Rows ▸
==================================================

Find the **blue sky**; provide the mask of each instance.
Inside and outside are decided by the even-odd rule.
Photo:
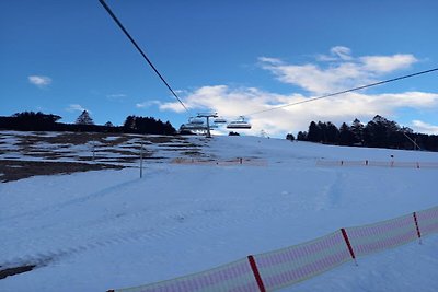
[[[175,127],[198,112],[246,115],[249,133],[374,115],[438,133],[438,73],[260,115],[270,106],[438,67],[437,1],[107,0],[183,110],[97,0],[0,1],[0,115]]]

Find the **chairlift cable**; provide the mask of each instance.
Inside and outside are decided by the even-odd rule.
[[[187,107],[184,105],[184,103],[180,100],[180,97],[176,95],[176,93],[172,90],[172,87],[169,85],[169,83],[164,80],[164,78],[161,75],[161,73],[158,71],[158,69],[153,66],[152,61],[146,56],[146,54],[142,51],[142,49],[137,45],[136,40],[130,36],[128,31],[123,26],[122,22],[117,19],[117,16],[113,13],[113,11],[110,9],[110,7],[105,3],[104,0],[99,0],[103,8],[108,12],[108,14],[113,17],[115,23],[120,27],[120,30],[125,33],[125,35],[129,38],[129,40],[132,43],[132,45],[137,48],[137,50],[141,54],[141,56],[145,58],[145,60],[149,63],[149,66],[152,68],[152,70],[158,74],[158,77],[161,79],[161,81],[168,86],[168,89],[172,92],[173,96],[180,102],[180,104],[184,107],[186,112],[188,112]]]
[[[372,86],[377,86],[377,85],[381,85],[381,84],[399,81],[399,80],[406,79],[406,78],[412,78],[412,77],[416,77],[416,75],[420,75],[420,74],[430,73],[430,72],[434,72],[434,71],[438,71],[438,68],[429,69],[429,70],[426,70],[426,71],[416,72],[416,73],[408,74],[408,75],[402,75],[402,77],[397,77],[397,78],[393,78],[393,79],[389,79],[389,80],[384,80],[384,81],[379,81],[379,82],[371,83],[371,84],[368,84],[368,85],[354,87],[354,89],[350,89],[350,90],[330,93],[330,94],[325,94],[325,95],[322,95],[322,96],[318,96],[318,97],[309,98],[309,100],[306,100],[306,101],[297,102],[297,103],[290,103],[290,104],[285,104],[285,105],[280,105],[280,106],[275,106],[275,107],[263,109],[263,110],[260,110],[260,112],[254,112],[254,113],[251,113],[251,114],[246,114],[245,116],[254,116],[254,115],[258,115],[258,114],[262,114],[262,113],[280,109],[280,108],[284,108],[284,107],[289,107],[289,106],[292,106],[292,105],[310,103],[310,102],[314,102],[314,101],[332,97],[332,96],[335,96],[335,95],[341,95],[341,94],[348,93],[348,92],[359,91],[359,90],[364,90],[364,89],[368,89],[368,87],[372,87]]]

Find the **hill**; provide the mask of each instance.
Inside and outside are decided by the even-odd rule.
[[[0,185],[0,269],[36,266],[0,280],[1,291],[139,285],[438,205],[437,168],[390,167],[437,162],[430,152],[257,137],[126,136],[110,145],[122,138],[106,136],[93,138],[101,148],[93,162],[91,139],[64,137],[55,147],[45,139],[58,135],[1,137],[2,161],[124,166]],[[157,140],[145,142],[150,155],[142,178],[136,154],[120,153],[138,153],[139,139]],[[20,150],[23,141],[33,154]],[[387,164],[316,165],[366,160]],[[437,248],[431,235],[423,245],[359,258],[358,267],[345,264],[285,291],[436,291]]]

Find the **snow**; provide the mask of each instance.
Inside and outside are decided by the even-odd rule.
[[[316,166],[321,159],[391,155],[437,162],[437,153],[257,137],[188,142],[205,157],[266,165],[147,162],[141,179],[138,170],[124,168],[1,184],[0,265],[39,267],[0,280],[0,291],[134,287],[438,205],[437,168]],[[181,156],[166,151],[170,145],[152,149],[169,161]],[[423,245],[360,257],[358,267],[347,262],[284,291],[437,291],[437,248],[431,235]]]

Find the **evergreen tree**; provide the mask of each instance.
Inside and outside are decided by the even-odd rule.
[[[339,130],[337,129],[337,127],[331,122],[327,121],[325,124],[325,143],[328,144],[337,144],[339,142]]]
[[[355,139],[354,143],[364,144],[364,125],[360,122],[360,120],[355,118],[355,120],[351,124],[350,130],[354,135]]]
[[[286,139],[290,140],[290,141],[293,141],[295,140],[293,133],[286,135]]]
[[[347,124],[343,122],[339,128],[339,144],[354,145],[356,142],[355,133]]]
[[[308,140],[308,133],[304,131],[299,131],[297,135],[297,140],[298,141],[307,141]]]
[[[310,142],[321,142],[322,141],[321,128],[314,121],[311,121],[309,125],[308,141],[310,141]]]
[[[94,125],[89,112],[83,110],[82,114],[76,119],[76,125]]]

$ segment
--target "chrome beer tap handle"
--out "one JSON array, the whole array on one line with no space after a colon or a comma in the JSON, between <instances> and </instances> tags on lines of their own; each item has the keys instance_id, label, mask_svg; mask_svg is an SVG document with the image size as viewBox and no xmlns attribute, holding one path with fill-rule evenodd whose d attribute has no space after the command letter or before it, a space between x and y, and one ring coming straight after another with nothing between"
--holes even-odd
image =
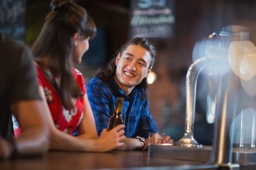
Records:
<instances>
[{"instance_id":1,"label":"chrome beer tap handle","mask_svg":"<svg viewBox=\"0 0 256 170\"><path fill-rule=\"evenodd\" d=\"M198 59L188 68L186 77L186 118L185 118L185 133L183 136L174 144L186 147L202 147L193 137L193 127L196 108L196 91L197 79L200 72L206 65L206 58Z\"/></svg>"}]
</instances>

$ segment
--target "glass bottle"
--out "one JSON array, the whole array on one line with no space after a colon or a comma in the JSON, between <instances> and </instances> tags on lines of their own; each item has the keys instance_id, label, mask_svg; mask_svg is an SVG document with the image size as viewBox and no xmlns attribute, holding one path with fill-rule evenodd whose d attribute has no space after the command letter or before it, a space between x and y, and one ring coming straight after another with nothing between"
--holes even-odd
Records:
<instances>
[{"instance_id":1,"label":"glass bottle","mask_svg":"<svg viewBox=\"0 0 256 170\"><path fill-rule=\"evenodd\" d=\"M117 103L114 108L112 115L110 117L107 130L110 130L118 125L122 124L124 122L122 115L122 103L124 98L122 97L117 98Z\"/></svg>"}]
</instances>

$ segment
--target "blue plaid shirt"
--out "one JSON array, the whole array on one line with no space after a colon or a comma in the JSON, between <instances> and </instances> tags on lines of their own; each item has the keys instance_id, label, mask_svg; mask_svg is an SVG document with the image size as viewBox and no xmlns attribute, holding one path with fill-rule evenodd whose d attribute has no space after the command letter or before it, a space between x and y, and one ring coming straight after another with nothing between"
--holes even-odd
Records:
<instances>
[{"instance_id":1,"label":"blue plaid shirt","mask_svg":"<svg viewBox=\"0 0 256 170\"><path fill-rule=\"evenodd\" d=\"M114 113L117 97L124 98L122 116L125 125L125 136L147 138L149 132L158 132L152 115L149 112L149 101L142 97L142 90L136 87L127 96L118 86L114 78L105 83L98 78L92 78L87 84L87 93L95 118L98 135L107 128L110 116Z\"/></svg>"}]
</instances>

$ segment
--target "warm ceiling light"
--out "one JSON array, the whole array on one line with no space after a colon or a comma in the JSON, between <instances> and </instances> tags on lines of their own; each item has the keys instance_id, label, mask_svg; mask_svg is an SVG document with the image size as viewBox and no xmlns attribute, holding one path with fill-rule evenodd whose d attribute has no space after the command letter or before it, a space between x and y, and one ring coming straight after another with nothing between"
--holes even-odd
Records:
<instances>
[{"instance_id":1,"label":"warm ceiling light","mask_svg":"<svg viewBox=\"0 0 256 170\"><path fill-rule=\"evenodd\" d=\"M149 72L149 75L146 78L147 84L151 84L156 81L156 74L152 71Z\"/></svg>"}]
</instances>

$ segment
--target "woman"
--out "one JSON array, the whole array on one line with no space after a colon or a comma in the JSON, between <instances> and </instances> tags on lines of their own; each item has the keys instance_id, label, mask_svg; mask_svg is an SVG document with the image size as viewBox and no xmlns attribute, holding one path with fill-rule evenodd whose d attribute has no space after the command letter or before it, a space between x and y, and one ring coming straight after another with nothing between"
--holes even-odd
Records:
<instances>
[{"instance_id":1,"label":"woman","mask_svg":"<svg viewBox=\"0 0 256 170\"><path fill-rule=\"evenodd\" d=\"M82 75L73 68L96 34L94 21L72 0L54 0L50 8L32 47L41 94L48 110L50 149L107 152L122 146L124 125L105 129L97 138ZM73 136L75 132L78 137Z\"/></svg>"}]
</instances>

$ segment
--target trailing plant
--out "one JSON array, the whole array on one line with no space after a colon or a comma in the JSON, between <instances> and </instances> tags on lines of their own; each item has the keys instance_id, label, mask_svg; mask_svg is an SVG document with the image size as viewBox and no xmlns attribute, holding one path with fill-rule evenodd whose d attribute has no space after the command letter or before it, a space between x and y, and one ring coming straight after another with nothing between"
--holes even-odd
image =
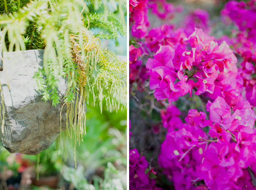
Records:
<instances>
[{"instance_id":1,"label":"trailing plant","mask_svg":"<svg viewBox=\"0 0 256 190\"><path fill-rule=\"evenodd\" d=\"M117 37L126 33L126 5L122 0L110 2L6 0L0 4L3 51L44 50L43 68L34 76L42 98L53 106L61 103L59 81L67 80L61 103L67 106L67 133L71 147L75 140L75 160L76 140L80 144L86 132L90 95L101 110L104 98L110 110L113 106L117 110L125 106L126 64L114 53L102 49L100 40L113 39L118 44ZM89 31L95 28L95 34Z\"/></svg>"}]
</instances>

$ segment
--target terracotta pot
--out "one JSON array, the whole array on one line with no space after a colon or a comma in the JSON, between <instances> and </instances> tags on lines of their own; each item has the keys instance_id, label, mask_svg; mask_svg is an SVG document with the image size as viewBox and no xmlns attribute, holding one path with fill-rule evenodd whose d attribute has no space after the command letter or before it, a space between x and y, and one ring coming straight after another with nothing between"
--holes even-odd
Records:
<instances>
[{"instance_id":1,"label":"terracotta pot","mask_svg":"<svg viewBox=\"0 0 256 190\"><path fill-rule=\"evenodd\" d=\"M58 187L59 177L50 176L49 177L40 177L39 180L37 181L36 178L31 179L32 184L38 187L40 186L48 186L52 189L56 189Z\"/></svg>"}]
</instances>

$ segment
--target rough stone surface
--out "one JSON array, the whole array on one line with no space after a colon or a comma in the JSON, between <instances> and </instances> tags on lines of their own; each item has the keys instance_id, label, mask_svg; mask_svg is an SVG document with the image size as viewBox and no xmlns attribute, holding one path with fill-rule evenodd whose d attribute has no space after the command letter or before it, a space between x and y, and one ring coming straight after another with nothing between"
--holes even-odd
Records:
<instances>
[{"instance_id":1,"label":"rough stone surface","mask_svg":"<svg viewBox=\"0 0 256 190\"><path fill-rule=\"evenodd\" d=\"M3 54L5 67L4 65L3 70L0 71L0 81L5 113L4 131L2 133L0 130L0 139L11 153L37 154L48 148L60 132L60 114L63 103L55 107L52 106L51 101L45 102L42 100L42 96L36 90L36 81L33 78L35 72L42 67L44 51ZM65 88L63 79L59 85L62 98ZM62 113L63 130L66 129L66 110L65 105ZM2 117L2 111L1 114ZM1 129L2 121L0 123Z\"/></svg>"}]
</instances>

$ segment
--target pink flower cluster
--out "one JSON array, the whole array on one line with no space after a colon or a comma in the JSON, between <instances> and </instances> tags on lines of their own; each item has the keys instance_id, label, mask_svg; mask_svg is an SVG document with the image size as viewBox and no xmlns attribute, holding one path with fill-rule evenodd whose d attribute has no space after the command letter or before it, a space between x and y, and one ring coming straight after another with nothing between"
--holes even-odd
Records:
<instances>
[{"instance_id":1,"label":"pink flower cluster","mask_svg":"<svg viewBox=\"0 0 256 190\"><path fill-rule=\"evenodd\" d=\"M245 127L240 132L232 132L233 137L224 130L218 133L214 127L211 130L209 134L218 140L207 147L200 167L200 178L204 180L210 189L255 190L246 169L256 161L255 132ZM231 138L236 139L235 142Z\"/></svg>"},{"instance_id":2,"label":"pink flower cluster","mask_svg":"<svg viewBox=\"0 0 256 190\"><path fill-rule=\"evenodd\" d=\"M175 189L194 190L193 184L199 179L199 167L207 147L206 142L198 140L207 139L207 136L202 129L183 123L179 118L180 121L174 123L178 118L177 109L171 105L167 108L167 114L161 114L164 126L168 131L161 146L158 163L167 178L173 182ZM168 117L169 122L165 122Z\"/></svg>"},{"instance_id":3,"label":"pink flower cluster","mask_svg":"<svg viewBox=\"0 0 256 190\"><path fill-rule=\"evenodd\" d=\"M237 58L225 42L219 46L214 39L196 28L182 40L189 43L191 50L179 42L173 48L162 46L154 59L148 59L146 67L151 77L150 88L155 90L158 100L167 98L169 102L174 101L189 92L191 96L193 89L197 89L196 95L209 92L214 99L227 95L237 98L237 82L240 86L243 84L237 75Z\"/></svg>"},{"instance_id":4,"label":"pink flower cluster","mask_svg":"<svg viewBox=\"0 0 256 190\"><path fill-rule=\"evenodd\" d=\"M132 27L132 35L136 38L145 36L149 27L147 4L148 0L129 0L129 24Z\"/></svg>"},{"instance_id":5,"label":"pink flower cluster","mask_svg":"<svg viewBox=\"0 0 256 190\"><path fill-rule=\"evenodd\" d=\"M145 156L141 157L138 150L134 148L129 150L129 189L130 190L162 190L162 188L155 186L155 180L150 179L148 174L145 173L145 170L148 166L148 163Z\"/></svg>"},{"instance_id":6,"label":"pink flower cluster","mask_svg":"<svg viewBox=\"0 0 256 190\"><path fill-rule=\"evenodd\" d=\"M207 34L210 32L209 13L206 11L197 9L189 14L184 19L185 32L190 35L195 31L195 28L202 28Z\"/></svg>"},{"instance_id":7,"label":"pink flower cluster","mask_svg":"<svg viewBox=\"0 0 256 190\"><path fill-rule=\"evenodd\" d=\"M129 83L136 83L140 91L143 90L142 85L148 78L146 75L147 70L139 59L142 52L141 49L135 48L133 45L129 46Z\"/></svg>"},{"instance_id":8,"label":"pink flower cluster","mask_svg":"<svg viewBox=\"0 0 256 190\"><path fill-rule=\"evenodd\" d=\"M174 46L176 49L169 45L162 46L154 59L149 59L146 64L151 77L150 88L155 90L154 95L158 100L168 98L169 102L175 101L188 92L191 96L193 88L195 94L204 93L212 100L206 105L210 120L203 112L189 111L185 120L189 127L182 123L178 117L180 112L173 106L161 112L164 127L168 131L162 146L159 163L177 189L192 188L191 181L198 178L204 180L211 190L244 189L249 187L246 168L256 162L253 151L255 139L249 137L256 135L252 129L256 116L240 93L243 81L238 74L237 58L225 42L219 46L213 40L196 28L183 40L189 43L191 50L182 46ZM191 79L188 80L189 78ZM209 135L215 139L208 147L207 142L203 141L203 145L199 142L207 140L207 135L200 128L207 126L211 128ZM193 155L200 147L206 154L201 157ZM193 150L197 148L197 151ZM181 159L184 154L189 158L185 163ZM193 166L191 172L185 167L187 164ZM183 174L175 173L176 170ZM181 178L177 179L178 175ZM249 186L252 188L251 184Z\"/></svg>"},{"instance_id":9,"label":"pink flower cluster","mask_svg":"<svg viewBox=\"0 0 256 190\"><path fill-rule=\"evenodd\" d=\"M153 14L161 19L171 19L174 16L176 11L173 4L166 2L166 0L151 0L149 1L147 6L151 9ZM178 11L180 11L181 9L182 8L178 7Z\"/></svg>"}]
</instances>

==================================================

Stated exercise ▸ List every line of the rows above that contains the word "Find".

Answer for the task ▸
Find the **blue sky**; provide the mask of each instance.
Find the **chairlift cable**; provide the mask of each instance.
Find the **hill**; provide the mask of each instance.
Find the **snow**; provide the mask of each instance.
Find the **evergreen tree**; provide the mask of each instance.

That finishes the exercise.